* DOCUMENT SEGMENT *
┄┄┄┄┄┄

I know it's not as simple as just adding more ALUs. There's additional complexity for the schedulers, the forwarding networks, the register files, cache bandwidth, instruction decoding rate, etc.
However, as far as I can tell my suggestion is somewhere in between already existing designs. It could bring single-threaded performance back on par, without the cost of two full-blown cores. So I don't see why it should be dismissed that easily.
In theory, it would have the benefit of an additional ALU. In practice, it would have a cost. Not in die area, but in clock speed.
The amount of ALUs is not dictated by cost or area. The size of a simple integer ALU is really ridiculously small. We are talking about a few tens or hundreds of thousands of transistors in a chip made of billions of them. If they wanted more, they wouldn't share. They'd just add more.

┄┄┄┄┄┄

* ENTRIES SHOWN *
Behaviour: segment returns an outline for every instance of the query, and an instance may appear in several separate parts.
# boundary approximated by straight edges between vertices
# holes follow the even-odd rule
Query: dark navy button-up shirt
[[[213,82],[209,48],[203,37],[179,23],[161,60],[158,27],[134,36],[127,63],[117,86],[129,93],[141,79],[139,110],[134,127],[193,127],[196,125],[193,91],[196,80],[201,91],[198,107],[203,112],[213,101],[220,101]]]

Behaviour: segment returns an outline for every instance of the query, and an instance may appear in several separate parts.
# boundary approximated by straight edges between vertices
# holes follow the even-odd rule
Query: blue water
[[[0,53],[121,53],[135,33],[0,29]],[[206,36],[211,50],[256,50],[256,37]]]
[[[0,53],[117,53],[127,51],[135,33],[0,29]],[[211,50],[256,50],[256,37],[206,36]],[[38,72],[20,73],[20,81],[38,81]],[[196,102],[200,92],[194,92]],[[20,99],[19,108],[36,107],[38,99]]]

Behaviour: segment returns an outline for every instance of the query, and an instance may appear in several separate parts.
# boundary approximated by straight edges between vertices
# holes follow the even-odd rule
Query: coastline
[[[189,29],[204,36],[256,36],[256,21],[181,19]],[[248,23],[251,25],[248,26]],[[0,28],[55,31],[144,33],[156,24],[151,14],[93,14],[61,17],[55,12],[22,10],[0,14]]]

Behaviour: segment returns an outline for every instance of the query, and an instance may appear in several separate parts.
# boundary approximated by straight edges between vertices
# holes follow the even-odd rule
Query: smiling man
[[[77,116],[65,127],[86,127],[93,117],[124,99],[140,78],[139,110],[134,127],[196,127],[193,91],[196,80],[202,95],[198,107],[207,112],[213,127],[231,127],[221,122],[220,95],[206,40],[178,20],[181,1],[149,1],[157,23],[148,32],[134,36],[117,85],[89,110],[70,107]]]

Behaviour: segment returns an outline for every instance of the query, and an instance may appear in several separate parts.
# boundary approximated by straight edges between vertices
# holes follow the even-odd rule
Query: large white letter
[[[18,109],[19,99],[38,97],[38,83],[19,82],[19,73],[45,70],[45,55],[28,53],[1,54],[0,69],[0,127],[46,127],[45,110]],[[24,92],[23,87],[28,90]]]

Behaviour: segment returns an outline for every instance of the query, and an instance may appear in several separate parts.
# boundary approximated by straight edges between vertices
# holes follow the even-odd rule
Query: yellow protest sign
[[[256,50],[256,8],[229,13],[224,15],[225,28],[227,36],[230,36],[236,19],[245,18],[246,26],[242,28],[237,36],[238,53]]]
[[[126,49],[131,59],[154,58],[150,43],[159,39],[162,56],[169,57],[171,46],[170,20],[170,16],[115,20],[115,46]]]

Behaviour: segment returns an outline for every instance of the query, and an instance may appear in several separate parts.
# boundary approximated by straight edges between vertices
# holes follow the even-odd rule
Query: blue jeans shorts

┄┄┄┄┄┄

* WHAT TO WORK ON *
Reproduce verbatim the passage of the ALU discussion from "However, as far" up to and including "in clock speed.".

* TASK ANSWER *
However, as far as I can tell my suggestion is somewhere in between already existing designs. It could bring single-threaded performance back on par, without the cost of two full-blown cores. So I don't see why it should be dismissed that easily.
In theory, it would have the benefit of an additional ALU. In practice, it would have a cost. Not in die area, but in clock speed.